→ **Rows from a pointing dataset**:
+++++
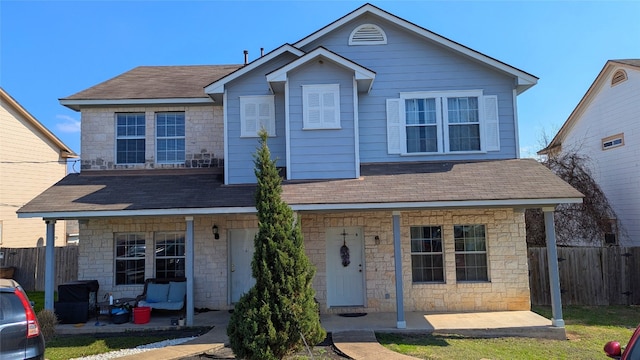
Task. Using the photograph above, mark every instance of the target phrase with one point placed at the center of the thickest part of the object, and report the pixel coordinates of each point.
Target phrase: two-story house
(393, 141)
(603, 129)
(32, 159)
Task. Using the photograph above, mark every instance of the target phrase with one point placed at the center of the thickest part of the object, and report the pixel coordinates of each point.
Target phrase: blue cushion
(177, 290)
(157, 292)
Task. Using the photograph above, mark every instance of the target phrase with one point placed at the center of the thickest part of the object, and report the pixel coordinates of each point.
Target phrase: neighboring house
(32, 159)
(604, 127)
(394, 141)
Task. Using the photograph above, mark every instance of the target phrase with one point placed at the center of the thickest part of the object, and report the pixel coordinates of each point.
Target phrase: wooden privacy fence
(30, 265)
(588, 276)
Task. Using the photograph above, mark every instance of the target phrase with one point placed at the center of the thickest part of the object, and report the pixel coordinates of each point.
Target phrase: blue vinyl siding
(322, 154)
(410, 63)
(239, 161)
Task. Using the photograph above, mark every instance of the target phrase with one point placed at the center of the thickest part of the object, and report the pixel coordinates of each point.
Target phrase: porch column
(49, 264)
(397, 256)
(189, 269)
(552, 261)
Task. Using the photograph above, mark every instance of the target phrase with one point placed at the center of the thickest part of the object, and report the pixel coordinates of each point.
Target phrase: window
(170, 255)
(368, 34)
(257, 112)
(618, 77)
(130, 138)
(613, 141)
(130, 251)
(427, 263)
(449, 122)
(321, 106)
(471, 252)
(170, 137)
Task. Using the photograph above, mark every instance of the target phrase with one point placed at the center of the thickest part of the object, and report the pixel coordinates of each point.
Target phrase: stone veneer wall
(204, 137)
(508, 288)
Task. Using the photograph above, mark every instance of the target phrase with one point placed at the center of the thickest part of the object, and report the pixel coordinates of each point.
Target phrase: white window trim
(125, 137)
(609, 142)
(257, 100)
(442, 123)
(334, 124)
(157, 138)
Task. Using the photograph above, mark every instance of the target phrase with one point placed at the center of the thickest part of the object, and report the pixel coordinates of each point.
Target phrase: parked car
(631, 351)
(20, 335)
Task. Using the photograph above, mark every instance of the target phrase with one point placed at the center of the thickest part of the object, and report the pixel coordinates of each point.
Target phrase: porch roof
(506, 183)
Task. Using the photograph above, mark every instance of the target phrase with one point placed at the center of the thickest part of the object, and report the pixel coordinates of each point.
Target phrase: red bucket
(141, 315)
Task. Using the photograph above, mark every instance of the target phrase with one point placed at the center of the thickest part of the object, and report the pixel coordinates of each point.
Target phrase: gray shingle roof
(157, 82)
(521, 179)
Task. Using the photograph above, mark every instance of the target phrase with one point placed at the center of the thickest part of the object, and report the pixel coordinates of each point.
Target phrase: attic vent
(368, 34)
(618, 77)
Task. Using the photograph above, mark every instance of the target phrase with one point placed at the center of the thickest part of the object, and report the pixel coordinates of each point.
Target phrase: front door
(345, 267)
(240, 255)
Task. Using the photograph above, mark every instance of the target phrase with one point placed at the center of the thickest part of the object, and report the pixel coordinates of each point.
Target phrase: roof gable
(524, 80)
(363, 76)
(217, 87)
(65, 151)
(600, 80)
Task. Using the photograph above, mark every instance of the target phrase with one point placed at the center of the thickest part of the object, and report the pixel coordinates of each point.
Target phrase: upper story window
(321, 106)
(170, 140)
(448, 122)
(130, 143)
(256, 113)
(613, 141)
(368, 34)
(618, 77)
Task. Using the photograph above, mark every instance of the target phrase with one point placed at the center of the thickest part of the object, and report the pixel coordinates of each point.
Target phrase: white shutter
(394, 127)
(491, 123)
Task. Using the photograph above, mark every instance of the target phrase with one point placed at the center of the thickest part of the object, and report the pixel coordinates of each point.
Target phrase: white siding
(614, 110)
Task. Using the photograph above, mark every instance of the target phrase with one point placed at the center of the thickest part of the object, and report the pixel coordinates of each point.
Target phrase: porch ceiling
(520, 182)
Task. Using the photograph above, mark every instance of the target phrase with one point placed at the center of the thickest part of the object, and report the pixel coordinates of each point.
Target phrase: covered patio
(482, 324)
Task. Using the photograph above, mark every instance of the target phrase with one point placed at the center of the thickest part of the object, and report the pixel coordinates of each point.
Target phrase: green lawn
(588, 329)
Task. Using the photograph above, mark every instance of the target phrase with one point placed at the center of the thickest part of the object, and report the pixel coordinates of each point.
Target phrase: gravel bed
(136, 350)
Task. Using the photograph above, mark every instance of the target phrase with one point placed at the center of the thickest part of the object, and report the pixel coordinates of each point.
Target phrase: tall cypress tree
(279, 313)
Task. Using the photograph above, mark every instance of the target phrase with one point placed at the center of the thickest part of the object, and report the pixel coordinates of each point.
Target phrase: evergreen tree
(279, 313)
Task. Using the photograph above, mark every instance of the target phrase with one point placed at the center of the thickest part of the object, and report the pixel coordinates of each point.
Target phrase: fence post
(552, 260)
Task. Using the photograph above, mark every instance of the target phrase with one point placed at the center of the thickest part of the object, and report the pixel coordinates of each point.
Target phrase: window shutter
(394, 127)
(491, 123)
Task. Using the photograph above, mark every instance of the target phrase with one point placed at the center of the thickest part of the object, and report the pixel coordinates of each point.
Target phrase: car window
(11, 309)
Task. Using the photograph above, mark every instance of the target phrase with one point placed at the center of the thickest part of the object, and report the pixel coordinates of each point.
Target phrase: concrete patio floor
(503, 323)
(354, 336)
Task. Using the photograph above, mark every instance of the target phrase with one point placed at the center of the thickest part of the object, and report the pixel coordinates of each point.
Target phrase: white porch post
(49, 264)
(552, 260)
(189, 269)
(397, 255)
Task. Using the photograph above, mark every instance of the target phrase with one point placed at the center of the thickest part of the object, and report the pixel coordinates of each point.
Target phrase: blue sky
(53, 49)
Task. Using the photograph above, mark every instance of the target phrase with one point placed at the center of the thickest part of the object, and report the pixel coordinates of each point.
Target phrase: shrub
(279, 314)
(48, 321)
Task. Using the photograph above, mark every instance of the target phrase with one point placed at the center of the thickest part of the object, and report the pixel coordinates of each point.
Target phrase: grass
(588, 329)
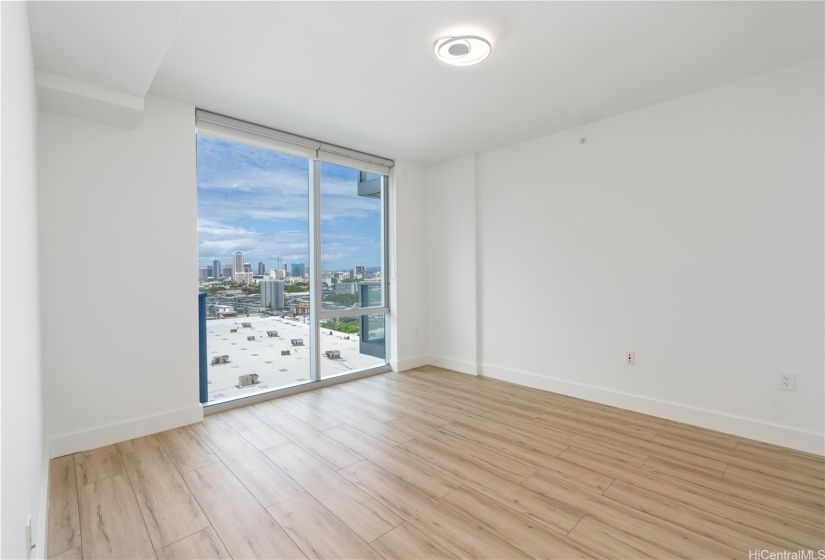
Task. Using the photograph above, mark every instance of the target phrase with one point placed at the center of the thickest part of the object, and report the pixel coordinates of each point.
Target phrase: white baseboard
(460, 366)
(409, 363)
(106, 435)
(745, 427)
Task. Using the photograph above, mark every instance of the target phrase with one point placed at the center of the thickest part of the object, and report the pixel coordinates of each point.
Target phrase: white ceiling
(363, 75)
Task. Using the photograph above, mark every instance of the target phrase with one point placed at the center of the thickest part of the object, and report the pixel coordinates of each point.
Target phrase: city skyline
(256, 201)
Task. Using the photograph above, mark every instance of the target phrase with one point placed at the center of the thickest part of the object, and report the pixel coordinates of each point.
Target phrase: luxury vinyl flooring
(435, 464)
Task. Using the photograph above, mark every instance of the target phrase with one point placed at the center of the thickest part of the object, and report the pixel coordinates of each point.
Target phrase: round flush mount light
(462, 51)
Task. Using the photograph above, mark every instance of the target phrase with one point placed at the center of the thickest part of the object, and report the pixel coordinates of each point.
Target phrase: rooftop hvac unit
(247, 380)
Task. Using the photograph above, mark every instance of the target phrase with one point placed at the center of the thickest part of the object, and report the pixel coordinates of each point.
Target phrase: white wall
(20, 385)
(690, 232)
(451, 256)
(408, 267)
(118, 220)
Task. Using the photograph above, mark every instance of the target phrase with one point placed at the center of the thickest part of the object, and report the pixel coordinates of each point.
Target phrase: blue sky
(257, 201)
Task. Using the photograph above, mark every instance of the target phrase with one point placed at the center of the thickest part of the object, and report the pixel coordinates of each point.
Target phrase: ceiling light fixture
(462, 51)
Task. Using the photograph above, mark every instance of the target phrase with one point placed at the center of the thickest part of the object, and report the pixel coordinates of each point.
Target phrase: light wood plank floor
(435, 464)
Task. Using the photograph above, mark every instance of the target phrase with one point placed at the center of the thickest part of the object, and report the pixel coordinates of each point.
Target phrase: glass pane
(253, 243)
(351, 238)
(352, 344)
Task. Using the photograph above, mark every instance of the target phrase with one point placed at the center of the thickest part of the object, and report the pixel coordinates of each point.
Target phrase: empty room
(412, 280)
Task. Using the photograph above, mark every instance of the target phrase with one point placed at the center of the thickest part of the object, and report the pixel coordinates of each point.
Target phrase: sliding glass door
(292, 254)
(353, 254)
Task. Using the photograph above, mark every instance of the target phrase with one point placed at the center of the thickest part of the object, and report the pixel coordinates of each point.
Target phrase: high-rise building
(272, 293)
(347, 287)
(243, 277)
(237, 262)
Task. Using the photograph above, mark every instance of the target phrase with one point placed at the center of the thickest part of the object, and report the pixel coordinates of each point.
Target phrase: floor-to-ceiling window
(292, 254)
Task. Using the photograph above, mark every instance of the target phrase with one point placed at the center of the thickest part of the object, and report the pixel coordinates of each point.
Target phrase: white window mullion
(315, 293)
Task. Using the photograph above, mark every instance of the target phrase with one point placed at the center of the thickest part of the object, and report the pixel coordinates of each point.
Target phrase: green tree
(348, 327)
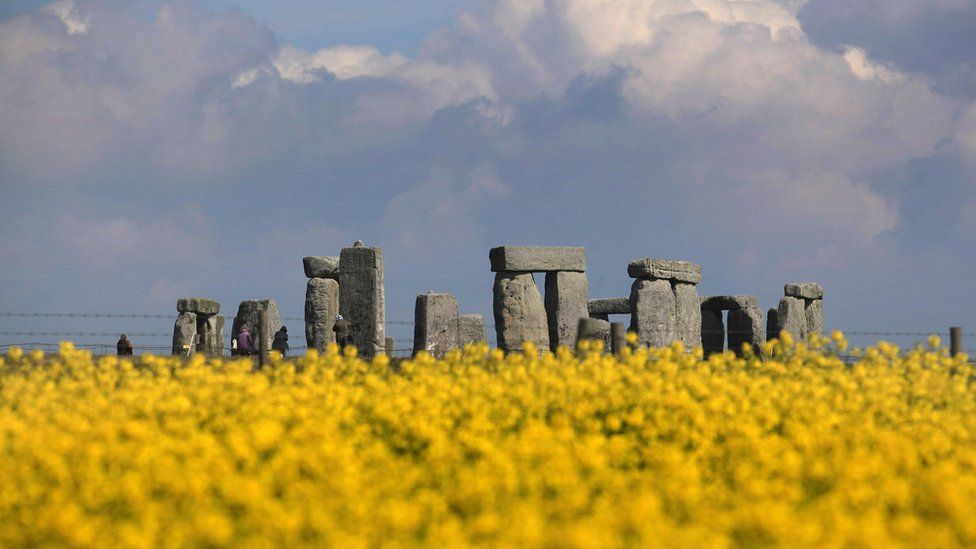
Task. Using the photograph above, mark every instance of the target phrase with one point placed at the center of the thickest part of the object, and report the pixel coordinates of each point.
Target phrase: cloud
(726, 128)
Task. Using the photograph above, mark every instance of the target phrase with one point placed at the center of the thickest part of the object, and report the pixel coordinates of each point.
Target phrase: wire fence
(33, 339)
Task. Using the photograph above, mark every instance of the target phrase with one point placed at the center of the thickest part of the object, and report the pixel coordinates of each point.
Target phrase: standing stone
(435, 327)
(520, 315)
(653, 318)
(471, 329)
(567, 299)
(603, 333)
(247, 313)
(713, 331)
(792, 317)
(772, 325)
(212, 335)
(321, 308)
(746, 326)
(362, 298)
(184, 332)
(687, 315)
(814, 314)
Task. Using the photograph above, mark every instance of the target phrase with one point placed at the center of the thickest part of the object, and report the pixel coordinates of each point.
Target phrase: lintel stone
(804, 290)
(321, 266)
(665, 269)
(610, 306)
(729, 302)
(537, 259)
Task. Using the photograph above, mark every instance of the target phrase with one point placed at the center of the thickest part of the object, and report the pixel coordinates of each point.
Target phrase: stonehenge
(436, 324)
(800, 312)
(520, 313)
(321, 300)
(199, 326)
(362, 297)
(664, 302)
(745, 323)
(248, 313)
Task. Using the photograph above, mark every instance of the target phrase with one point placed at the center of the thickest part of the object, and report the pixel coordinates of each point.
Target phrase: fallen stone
(653, 318)
(567, 295)
(713, 331)
(611, 306)
(729, 302)
(211, 335)
(471, 329)
(321, 308)
(804, 290)
(184, 332)
(792, 317)
(362, 297)
(321, 266)
(687, 315)
(746, 326)
(248, 313)
(665, 269)
(814, 313)
(435, 327)
(537, 259)
(519, 313)
(199, 305)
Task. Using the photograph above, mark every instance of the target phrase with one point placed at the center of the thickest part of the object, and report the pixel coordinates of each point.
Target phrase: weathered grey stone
(665, 269)
(199, 305)
(435, 327)
(814, 313)
(321, 308)
(687, 315)
(611, 306)
(567, 295)
(653, 317)
(520, 315)
(321, 266)
(713, 331)
(603, 334)
(537, 258)
(746, 326)
(792, 317)
(471, 329)
(211, 335)
(247, 313)
(729, 302)
(804, 290)
(772, 324)
(184, 332)
(362, 297)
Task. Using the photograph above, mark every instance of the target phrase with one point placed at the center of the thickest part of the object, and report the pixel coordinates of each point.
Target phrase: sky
(151, 150)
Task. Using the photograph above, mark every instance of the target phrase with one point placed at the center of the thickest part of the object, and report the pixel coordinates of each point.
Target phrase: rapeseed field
(653, 448)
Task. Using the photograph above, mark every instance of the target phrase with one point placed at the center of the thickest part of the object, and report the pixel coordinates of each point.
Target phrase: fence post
(618, 337)
(955, 340)
(263, 335)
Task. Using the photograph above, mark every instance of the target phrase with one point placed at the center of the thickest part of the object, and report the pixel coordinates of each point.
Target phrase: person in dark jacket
(124, 346)
(245, 344)
(280, 341)
(341, 328)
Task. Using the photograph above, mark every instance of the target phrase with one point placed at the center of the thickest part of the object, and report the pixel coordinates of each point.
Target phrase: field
(656, 447)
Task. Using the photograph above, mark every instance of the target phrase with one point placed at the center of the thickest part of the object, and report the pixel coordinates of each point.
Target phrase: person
(280, 341)
(245, 344)
(341, 328)
(124, 346)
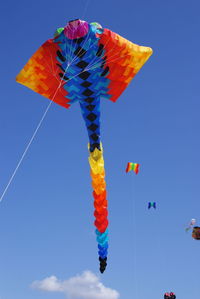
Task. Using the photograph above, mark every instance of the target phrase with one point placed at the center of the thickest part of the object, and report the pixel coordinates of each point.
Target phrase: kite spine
(97, 173)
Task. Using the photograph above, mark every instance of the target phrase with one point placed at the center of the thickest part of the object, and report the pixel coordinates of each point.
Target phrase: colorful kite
(152, 204)
(85, 63)
(132, 166)
(192, 222)
(169, 296)
(196, 233)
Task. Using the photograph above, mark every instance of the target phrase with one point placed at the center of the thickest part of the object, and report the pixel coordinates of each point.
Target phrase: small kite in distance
(169, 296)
(196, 233)
(152, 205)
(132, 166)
(192, 222)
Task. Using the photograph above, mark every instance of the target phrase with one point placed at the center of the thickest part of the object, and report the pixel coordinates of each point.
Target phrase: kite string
(135, 241)
(25, 151)
(32, 138)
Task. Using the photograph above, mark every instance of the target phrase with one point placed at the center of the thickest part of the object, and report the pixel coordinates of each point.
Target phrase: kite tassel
(100, 204)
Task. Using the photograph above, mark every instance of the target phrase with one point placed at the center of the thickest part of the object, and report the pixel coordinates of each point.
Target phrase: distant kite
(196, 233)
(192, 222)
(152, 205)
(169, 296)
(132, 166)
(85, 63)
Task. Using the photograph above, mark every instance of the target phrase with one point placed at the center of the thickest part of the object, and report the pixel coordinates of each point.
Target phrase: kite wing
(123, 59)
(42, 73)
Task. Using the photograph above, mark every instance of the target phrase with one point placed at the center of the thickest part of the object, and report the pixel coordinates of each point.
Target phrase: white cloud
(84, 286)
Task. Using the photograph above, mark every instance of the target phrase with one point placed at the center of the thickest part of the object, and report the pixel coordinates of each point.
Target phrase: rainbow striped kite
(86, 63)
(132, 166)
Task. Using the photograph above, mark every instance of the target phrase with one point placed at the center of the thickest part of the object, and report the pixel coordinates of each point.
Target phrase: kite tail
(97, 172)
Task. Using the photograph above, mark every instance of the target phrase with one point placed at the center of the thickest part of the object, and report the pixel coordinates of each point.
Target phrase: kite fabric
(85, 63)
(132, 166)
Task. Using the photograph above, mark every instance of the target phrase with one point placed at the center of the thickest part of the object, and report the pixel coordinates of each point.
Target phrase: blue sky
(46, 217)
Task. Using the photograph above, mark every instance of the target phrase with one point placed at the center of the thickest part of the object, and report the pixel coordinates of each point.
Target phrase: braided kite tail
(100, 204)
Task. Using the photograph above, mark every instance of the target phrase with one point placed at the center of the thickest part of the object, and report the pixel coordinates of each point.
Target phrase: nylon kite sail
(85, 63)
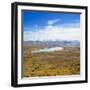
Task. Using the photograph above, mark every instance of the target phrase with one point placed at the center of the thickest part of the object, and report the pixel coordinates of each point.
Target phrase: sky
(44, 26)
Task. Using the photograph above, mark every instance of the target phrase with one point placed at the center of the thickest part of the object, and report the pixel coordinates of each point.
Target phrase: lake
(48, 49)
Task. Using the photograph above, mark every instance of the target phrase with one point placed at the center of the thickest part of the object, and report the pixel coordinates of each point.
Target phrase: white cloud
(50, 32)
(54, 33)
(51, 22)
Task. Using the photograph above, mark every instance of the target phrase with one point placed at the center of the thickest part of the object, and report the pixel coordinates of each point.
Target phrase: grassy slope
(66, 62)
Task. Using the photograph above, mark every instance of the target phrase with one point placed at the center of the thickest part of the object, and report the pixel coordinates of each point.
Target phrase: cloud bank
(53, 33)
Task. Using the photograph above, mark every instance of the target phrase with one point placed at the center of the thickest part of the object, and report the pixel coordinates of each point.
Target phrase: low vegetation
(58, 63)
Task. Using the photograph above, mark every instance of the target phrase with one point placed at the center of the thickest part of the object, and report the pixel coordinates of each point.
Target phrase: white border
(52, 78)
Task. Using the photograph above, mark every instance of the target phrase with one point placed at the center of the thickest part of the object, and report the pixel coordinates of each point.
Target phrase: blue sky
(51, 26)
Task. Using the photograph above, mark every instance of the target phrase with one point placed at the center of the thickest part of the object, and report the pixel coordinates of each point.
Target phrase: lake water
(48, 49)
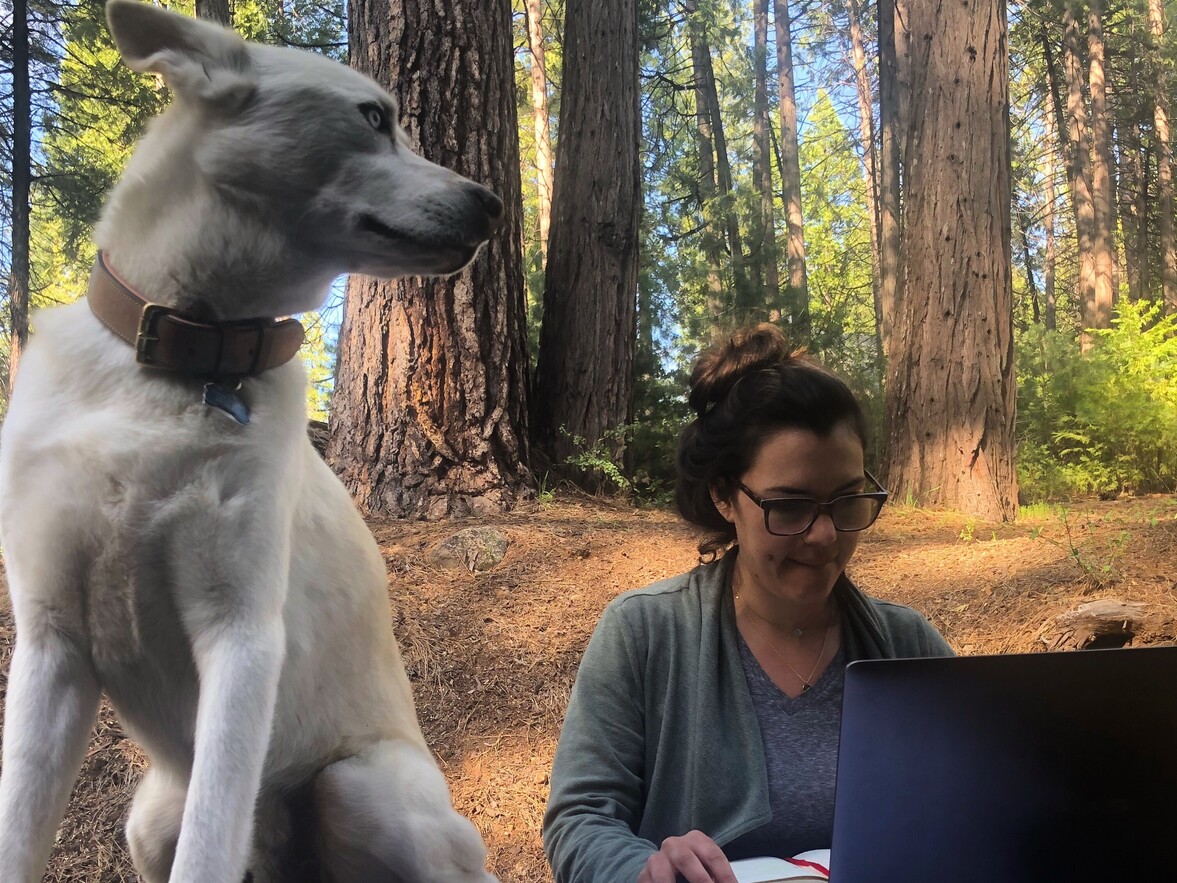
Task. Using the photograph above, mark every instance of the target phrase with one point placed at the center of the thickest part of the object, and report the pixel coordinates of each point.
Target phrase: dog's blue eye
(377, 118)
+++++
→ **PROMPT**:
Count the lines in the items above that contain the string "glass", treating uppercase and lowercase as different, and give only the number.

→ **ANSWER FOR THIS EXERCISE**:
2